CHALLENGE:
Set down exactly the lines from the one containing "Where can the green backpack" through the end of the records below, both included, and nothing else.

----

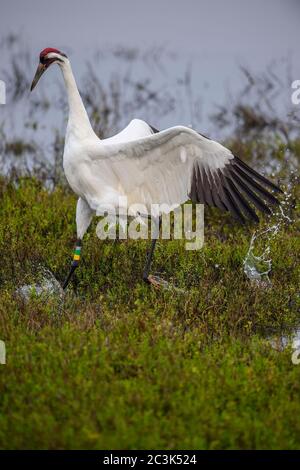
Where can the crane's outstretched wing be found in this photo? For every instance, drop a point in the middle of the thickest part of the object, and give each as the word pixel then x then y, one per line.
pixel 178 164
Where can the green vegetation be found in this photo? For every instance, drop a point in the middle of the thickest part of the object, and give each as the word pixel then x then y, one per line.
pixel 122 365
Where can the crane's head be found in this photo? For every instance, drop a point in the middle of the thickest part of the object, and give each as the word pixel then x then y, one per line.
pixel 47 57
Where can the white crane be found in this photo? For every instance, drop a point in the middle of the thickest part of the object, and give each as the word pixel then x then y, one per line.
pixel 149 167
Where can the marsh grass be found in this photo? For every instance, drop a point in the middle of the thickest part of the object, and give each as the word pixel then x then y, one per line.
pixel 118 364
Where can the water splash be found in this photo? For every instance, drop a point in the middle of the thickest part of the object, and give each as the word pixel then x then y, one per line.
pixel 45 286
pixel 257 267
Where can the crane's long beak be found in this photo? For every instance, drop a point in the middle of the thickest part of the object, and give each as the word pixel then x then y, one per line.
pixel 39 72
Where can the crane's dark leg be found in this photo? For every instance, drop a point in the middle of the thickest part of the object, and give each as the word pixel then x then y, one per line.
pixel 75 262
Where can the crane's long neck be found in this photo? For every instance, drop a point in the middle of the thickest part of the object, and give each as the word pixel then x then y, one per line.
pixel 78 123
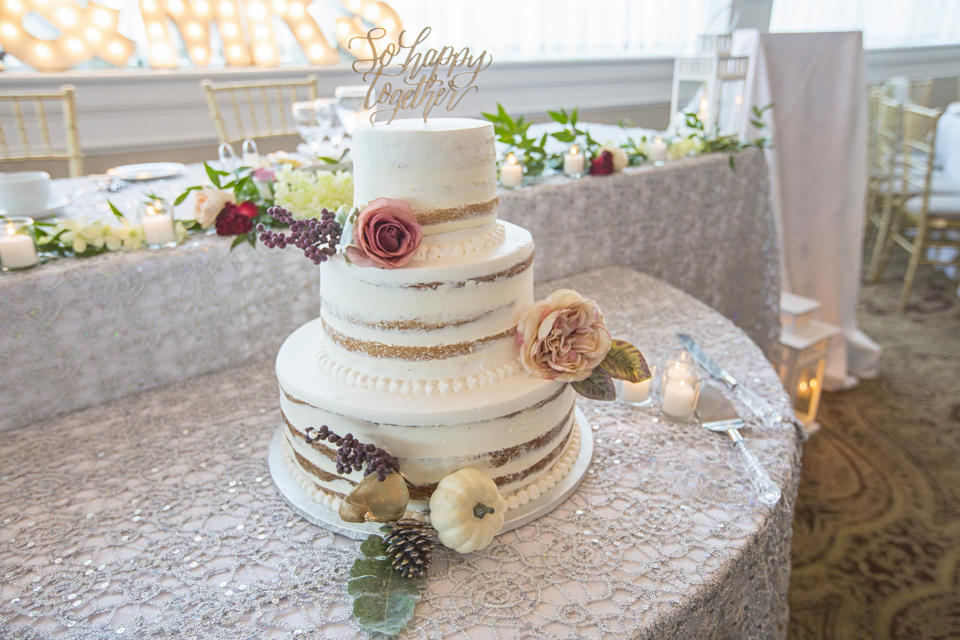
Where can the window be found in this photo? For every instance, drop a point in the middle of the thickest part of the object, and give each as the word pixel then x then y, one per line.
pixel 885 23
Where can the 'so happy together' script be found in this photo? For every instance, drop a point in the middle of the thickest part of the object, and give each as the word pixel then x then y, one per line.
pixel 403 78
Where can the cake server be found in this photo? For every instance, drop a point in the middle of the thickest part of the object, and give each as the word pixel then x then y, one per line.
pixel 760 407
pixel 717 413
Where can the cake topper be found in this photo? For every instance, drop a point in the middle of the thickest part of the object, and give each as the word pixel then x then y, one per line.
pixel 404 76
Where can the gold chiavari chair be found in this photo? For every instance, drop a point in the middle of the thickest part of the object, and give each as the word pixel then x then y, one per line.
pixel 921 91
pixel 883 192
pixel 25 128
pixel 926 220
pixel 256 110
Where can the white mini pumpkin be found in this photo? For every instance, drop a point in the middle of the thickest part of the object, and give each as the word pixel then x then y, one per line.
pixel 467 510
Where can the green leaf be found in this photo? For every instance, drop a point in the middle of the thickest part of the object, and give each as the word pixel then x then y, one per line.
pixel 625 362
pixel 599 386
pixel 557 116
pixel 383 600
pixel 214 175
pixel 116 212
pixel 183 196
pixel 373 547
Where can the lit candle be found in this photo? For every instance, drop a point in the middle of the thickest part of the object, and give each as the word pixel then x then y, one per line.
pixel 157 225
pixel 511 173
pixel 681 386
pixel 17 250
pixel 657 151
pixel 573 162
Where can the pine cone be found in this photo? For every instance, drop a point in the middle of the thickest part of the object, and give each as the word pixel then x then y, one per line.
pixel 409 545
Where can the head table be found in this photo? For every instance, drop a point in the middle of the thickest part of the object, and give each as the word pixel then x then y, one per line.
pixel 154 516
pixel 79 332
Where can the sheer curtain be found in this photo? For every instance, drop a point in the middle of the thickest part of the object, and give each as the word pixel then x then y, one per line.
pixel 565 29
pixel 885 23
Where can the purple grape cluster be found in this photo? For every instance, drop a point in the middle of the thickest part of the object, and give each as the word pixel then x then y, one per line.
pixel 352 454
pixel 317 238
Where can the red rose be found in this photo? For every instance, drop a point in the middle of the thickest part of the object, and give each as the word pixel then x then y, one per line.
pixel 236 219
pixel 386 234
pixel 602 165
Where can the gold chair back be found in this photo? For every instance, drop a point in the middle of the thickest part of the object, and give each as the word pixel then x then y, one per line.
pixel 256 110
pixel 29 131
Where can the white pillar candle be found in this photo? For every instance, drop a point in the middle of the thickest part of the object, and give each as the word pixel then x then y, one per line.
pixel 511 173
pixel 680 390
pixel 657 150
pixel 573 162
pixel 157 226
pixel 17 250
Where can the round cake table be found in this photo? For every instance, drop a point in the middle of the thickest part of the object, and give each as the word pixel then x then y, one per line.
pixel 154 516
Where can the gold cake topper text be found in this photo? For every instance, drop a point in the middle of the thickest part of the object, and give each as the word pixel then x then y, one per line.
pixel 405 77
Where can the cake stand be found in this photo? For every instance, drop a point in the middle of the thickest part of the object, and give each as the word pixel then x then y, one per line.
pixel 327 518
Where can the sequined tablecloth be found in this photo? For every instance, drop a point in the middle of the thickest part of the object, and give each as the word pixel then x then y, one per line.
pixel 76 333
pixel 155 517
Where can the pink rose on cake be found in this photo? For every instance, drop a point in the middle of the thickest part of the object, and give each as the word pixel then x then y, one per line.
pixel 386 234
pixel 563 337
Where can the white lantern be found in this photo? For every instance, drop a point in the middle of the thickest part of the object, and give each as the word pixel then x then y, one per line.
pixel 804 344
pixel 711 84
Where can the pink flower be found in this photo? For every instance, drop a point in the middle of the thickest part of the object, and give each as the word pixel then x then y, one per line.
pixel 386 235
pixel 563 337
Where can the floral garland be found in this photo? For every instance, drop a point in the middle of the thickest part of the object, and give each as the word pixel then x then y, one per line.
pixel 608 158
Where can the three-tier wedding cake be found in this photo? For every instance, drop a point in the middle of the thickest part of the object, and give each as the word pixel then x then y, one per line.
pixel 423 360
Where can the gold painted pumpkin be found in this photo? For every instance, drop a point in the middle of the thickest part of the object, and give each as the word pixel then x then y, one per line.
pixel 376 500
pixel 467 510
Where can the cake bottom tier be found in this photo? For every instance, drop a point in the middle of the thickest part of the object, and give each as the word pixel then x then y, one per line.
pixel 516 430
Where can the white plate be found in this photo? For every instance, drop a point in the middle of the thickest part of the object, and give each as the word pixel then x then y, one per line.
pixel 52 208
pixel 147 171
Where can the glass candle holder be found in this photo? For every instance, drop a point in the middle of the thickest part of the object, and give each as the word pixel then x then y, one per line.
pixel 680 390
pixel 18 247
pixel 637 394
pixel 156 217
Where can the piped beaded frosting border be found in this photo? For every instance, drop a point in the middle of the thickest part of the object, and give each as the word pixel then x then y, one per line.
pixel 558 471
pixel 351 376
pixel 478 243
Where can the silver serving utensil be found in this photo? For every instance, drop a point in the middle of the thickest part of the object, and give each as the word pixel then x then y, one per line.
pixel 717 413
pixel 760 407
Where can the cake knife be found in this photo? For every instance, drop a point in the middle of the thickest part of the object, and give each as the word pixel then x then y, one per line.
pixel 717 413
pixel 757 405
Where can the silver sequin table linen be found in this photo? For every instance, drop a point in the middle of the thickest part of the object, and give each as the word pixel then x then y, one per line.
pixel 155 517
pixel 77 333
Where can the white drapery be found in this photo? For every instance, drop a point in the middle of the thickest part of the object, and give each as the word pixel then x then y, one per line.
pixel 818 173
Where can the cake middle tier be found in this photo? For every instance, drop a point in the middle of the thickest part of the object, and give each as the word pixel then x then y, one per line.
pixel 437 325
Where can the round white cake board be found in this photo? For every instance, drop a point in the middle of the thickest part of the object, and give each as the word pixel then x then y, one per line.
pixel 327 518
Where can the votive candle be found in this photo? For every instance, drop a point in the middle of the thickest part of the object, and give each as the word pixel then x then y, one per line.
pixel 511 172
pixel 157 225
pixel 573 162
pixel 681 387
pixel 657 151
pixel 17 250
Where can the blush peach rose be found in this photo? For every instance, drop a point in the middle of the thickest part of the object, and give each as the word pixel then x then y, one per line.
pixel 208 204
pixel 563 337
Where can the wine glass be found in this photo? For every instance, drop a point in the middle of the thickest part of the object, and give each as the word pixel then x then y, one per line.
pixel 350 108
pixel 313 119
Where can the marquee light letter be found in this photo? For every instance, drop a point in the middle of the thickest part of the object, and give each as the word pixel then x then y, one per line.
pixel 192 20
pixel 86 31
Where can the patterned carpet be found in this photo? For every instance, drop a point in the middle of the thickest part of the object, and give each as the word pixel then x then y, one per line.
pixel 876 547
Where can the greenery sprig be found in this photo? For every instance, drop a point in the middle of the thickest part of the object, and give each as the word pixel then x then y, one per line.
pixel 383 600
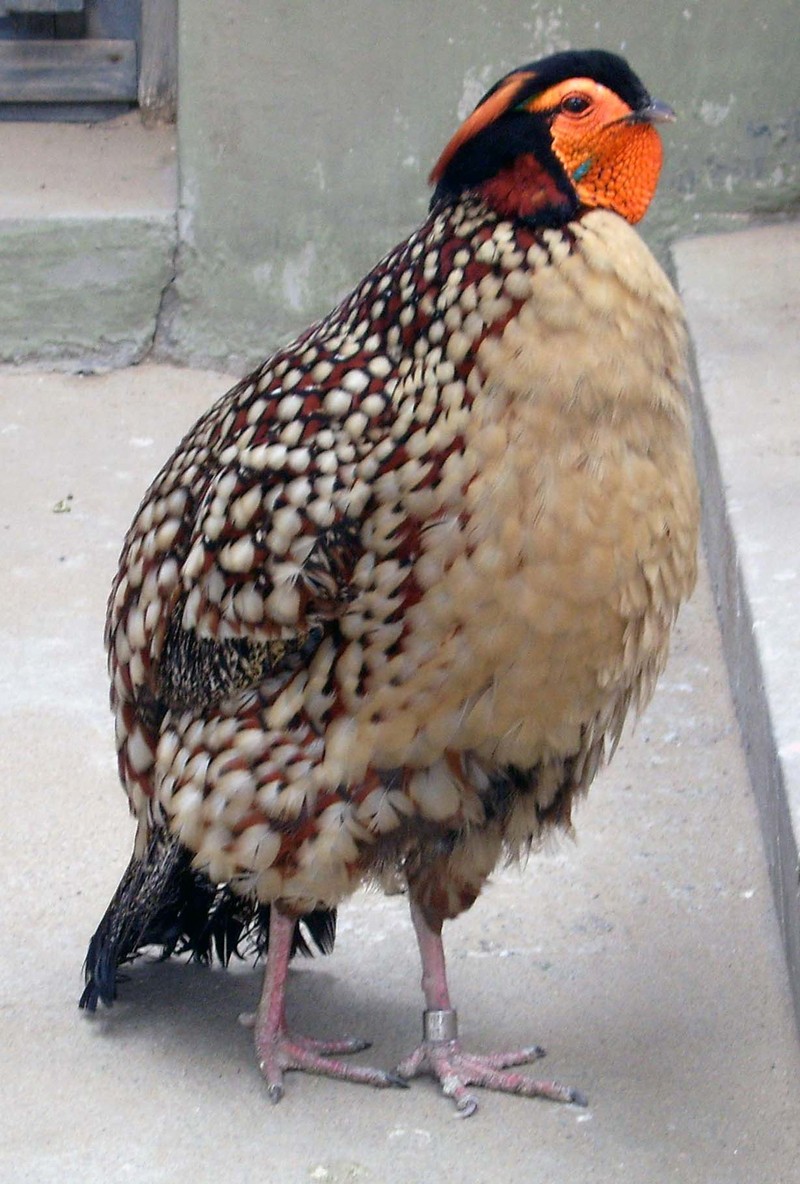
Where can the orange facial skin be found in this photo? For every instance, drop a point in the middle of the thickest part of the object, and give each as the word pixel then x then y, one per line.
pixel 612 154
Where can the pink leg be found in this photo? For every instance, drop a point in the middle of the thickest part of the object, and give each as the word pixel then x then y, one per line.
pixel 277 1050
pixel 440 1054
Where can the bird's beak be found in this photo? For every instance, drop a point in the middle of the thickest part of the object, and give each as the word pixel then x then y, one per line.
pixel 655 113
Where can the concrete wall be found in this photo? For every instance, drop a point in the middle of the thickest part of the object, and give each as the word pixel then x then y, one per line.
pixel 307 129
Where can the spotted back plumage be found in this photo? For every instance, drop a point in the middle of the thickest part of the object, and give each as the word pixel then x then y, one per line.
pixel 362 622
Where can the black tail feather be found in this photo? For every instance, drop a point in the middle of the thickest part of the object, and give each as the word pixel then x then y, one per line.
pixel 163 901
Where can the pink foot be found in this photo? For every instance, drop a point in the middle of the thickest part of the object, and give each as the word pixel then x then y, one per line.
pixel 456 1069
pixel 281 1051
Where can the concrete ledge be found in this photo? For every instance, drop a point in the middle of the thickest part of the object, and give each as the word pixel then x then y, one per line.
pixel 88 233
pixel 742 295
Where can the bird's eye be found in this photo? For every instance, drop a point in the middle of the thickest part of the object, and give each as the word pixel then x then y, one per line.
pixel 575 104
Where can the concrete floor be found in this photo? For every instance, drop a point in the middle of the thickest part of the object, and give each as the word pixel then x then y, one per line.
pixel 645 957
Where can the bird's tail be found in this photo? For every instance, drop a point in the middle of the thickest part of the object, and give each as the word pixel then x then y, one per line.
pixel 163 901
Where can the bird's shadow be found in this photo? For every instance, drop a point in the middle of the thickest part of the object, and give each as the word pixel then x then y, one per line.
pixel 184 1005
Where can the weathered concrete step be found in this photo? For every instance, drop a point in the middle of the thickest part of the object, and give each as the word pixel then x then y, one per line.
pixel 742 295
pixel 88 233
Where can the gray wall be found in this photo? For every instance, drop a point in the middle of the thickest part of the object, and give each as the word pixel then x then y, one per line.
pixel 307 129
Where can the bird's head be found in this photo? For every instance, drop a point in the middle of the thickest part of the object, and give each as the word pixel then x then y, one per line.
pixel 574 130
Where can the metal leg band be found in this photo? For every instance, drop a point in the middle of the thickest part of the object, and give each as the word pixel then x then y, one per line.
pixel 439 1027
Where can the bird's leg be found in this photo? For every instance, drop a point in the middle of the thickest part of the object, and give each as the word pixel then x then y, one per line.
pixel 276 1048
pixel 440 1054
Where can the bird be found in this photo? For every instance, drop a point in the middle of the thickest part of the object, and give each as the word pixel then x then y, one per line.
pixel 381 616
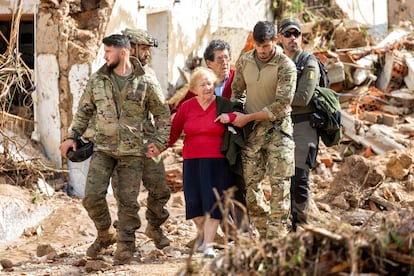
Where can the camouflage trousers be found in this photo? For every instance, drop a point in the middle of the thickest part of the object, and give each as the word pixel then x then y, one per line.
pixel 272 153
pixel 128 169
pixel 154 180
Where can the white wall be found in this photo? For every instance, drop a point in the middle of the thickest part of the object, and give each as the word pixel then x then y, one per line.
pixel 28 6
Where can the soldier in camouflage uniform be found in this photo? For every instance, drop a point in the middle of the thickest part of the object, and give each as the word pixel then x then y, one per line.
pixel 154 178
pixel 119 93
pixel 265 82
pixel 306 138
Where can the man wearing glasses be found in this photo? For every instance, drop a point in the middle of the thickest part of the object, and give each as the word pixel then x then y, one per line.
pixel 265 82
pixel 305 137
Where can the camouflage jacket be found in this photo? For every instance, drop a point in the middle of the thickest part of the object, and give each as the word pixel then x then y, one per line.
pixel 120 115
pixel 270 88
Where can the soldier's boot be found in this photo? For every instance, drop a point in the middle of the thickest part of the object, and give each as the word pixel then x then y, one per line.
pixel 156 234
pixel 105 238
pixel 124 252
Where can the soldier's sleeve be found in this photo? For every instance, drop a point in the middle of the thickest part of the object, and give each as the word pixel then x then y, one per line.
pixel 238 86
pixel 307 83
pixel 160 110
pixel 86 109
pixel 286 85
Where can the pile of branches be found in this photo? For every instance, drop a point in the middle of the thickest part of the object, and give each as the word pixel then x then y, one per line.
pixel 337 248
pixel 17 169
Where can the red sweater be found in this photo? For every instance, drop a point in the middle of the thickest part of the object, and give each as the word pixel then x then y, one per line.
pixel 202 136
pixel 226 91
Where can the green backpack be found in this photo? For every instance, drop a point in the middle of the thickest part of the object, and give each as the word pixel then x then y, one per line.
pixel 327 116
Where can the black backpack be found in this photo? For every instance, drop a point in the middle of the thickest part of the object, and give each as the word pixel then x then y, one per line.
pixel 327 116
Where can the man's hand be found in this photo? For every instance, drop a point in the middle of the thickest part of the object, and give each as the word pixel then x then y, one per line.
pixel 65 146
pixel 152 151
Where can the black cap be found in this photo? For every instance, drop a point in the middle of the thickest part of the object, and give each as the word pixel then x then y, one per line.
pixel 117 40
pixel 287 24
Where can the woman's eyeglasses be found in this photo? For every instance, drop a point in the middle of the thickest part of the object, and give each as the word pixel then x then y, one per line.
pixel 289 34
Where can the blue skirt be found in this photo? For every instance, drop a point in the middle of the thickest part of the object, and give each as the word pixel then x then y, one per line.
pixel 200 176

----

ANSWER BELOW:
Where can the green backpack be found in this photo? For every instance, drop a point in the middle of the thickest part of the object, and give each as the word pixel then x then y, one per line.
pixel 327 116
Where can the black backpack be found in this photo? For every instance, drop a point in the middle of the thickest part of the object, and give each as the word pixel then x then y, one per line.
pixel 327 116
Where can the man's hand be found in this photo? For every instance, drop a point in the middle of the thickest part of the object, and give each as the word pixel then x then y, one per line.
pixel 65 146
pixel 152 151
Where can the black cap be found in this photo? For every instance, drop a point in the middle of the thickest part of the object, and give each as the word pixel then x then y, one per line.
pixel 117 40
pixel 287 24
Where can the woman's eyeglasses be found in this photo? For every instance, drop a point in the middle of the thickest part of the object, and give each as the word pixel then x then y, one per line.
pixel 289 34
Where can the blue skirt be found in this photo? For every instance, drop a point in the middle of the thickest part of the object, and give each as the word pixel then x then y, one per line.
pixel 200 176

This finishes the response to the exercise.